What to work on: Locate the line containing "Target: neighbor's brick wall", then please write out that line and all the lines below it in the entries exactly.

Material provided:
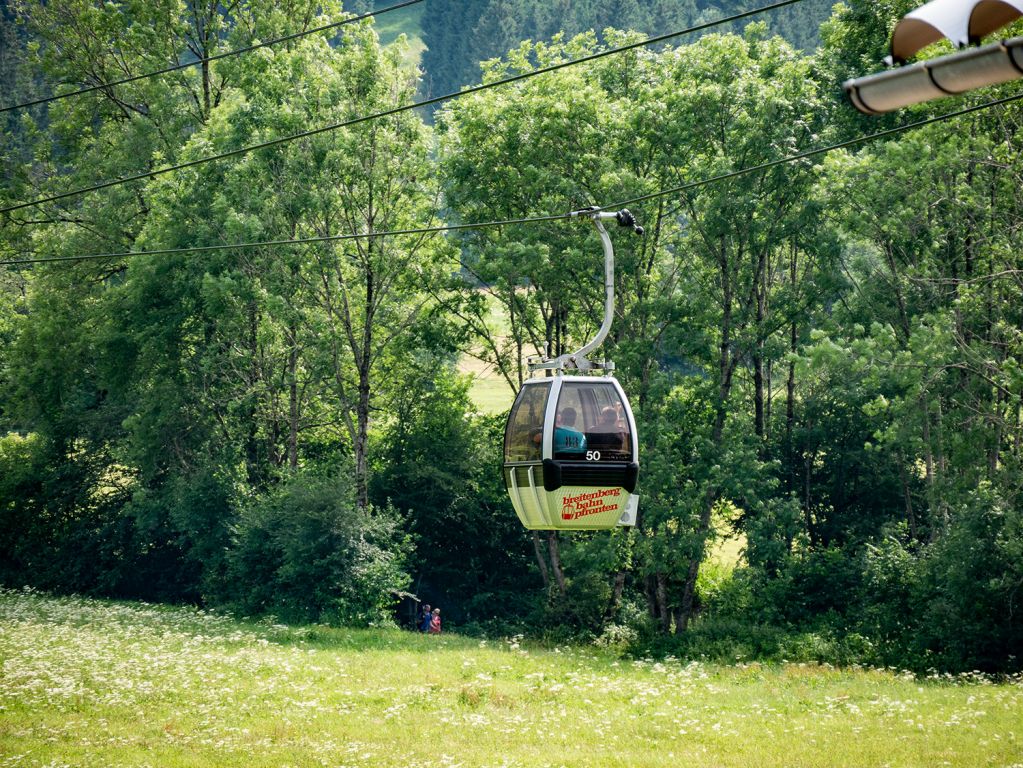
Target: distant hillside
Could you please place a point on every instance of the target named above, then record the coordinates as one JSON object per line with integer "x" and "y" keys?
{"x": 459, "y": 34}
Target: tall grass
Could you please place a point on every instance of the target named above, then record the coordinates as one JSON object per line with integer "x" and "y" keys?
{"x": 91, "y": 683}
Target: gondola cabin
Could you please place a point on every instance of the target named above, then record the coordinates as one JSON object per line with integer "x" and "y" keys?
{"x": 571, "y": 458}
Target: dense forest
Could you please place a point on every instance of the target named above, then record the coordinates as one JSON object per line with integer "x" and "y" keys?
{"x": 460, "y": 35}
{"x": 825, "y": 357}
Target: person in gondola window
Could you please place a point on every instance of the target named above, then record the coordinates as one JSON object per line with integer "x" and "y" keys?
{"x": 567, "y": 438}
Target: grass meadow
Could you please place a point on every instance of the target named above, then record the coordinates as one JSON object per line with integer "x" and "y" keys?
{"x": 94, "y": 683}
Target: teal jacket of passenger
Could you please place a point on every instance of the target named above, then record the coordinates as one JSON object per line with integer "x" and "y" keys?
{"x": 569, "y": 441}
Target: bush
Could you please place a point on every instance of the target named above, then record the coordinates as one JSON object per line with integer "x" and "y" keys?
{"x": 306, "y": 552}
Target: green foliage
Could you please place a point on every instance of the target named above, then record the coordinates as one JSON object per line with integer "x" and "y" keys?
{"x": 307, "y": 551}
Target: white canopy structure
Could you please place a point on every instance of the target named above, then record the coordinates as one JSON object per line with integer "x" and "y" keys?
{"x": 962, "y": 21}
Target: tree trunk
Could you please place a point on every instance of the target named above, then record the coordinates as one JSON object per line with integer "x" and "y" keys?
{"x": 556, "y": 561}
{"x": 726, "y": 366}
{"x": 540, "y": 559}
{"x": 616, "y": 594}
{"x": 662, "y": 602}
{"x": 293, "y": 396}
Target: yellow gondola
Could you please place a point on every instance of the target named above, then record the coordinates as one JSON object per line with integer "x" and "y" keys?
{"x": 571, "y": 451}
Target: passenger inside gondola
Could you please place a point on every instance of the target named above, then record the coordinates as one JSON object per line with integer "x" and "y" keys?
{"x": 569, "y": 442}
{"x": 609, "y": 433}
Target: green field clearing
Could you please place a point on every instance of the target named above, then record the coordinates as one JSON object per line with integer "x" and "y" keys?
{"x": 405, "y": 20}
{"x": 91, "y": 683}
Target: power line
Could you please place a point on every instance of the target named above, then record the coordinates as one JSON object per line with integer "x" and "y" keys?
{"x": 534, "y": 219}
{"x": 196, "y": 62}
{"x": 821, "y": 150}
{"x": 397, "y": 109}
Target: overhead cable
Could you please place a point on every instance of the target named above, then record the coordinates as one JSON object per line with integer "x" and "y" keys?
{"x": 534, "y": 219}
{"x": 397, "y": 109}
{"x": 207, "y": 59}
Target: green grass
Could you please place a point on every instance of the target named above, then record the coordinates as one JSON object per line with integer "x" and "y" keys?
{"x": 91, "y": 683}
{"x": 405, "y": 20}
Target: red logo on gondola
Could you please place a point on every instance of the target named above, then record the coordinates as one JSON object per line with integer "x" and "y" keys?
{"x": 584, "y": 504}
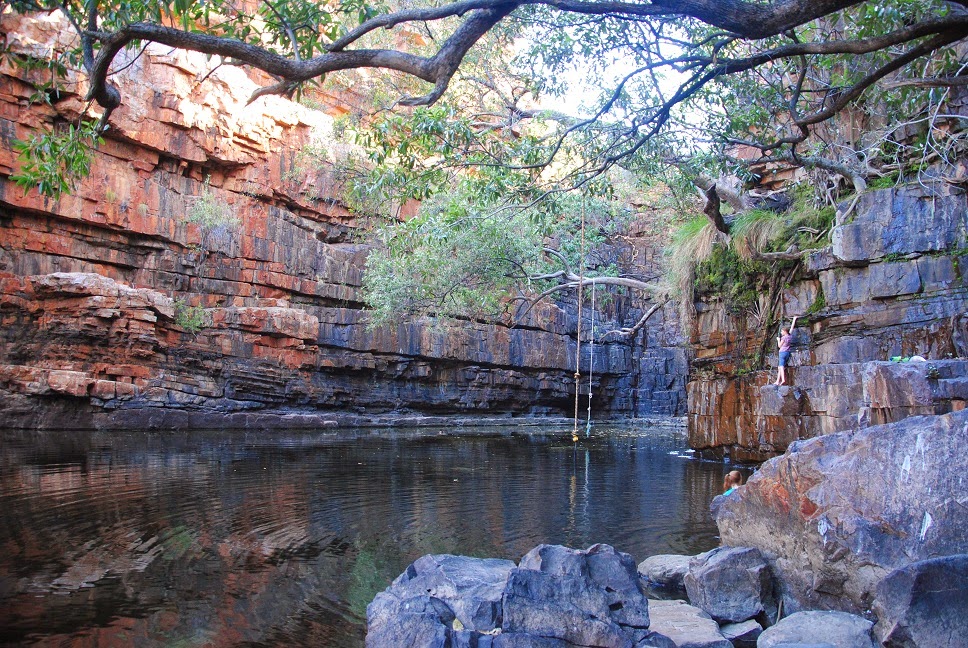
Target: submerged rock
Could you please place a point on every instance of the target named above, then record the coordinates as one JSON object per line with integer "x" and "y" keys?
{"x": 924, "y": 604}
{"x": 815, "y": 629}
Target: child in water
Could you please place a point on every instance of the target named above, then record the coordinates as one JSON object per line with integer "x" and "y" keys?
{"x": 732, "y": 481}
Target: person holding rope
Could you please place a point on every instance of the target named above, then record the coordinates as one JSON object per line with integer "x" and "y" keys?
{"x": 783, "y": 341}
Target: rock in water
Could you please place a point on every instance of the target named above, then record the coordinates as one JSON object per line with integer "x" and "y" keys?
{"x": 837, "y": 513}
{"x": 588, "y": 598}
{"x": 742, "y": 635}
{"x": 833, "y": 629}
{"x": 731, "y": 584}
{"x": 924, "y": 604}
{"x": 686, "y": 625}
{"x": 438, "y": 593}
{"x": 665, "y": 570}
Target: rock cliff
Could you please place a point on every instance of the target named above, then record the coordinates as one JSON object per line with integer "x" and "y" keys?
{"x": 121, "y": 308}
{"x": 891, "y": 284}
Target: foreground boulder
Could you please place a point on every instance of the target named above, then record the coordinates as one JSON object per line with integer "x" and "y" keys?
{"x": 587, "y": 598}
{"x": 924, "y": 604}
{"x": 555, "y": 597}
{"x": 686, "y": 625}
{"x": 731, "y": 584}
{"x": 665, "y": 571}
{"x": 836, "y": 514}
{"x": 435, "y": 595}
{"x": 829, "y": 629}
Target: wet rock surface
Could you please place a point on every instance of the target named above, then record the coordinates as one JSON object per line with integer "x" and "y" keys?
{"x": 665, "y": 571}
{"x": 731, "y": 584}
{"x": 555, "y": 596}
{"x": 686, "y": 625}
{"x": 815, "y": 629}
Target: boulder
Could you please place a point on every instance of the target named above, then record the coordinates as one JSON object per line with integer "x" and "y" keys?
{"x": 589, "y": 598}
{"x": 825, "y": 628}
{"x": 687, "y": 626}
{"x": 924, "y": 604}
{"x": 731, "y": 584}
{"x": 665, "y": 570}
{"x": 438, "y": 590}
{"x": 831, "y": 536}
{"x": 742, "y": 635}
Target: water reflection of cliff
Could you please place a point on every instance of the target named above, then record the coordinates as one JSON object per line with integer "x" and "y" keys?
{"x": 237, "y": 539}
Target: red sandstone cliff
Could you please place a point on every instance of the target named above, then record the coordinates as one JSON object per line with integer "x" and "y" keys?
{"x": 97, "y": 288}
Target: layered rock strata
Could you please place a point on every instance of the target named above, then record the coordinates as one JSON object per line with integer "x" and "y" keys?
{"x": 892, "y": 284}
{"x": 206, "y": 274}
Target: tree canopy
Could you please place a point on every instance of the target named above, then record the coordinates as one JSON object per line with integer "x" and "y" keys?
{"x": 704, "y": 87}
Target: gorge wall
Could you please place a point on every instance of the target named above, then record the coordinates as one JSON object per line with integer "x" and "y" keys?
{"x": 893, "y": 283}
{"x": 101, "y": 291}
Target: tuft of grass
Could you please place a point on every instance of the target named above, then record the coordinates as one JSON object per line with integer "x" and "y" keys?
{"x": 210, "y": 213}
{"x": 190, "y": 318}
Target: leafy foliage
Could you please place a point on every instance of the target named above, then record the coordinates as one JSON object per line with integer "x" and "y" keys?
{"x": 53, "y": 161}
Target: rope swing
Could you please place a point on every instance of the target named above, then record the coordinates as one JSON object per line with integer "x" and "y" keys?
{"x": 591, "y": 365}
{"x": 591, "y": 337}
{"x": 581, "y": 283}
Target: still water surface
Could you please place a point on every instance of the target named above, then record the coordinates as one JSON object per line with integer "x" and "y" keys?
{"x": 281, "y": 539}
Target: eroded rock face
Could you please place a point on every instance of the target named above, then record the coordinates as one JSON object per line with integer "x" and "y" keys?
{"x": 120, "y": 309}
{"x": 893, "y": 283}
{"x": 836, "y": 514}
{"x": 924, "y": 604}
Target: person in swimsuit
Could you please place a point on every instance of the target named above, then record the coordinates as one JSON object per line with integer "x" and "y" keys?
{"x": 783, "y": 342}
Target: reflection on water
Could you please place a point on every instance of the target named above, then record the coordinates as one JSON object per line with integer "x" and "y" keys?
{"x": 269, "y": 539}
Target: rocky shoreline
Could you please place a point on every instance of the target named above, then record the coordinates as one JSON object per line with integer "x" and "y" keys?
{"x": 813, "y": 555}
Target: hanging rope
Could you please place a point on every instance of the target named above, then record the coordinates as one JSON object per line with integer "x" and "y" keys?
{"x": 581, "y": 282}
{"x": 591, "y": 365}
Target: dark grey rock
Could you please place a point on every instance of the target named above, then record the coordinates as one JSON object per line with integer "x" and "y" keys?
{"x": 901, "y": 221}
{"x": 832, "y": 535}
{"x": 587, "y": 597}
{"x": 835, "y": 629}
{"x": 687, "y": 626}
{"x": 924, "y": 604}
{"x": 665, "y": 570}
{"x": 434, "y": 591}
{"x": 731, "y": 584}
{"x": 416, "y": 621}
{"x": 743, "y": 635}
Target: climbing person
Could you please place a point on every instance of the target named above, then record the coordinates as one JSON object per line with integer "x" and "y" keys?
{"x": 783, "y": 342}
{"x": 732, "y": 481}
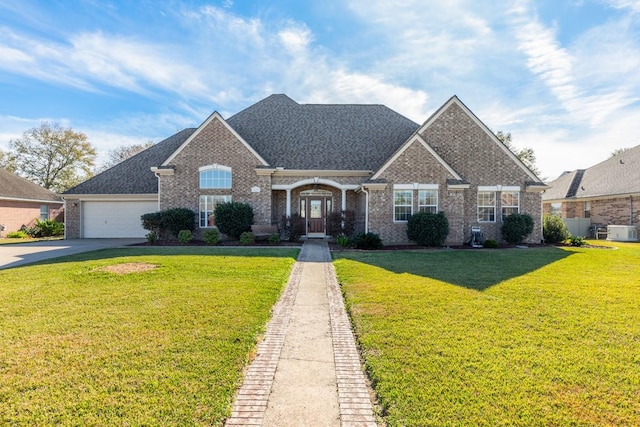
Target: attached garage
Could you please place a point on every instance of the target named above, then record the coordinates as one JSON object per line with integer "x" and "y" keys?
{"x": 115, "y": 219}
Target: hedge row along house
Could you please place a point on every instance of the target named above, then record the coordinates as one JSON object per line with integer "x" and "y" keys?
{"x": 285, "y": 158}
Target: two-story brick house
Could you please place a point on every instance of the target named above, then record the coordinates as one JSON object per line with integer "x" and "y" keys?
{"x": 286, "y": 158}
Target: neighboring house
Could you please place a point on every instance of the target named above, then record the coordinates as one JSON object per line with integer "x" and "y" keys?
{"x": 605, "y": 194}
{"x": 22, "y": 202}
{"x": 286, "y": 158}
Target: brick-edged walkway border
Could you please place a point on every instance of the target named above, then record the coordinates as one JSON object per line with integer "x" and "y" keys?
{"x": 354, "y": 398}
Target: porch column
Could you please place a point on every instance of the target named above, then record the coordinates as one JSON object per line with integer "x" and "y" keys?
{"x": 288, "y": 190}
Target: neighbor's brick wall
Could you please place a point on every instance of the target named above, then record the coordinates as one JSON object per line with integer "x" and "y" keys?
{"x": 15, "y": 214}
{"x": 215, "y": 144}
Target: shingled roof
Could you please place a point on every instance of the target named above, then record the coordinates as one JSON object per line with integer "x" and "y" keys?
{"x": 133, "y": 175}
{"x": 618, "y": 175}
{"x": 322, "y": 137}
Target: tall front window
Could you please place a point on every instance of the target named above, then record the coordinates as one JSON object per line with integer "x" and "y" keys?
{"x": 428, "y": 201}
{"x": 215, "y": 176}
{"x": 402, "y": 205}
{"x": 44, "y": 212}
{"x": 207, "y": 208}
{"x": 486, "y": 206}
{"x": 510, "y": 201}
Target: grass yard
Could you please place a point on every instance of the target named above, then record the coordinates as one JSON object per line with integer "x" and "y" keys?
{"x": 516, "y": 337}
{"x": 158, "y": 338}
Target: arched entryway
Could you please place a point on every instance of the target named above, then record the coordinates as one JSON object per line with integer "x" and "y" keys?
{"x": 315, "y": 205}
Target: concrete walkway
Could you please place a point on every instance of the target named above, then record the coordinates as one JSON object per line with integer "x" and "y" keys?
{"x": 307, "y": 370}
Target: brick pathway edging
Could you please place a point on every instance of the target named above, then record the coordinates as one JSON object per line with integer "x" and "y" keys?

Response to this task:
Target: neighbor's brick wall
Could you please place a point on every instance of the target named above, then record the coordinates as one JSON object per line with integer "x" and "y" keys?
{"x": 15, "y": 214}
{"x": 215, "y": 144}
Target: shingled roof
Could you please place a point on every instance of the target named above, then record the coordinates as one JSON object per line with integer "x" and "y" keys?
{"x": 133, "y": 175}
{"x": 618, "y": 175}
{"x": 322, "y": 137}
Target: tall front window
Could you please place a point on every instance of the target named above, then record the coordinates as one JSON object per line with integer "x" and "y" keys?
{"x": 428, "y": 201}
{"x": 215, "y": 176}
{"x": 402, "y": 205}
{"x": 44, "y": 212}
{"x": 207, "y": 208}
{"x": 486, "y": 206}
{"x": 510, "y": 201}
Target: grass yard
Could you please place a point on every instance of the target named above, then record the coordinates as one JSON object per line with integer "x" and "y" keys?
{"x": 516, "y": 337}
{"x": 158, "y": 338}
Target: arched entryway
Could you please place a point on every instance of the target named above, then record the coordinates as one JSON object per line with integer "x" and "y" keys?
{"x": 315, "y": 205}
Target: concrete walkway
Could you please place a point on every instance of the target named above, then record the coordinates as one JSON object per line with integer "x" and "y" keys?
{"x": 307, "y": 370}
Target: brick pathway edging
Could you please place a point on every instance of the target named above, then record the coordinates as one JSON object per line with integer "x" and "y" keys?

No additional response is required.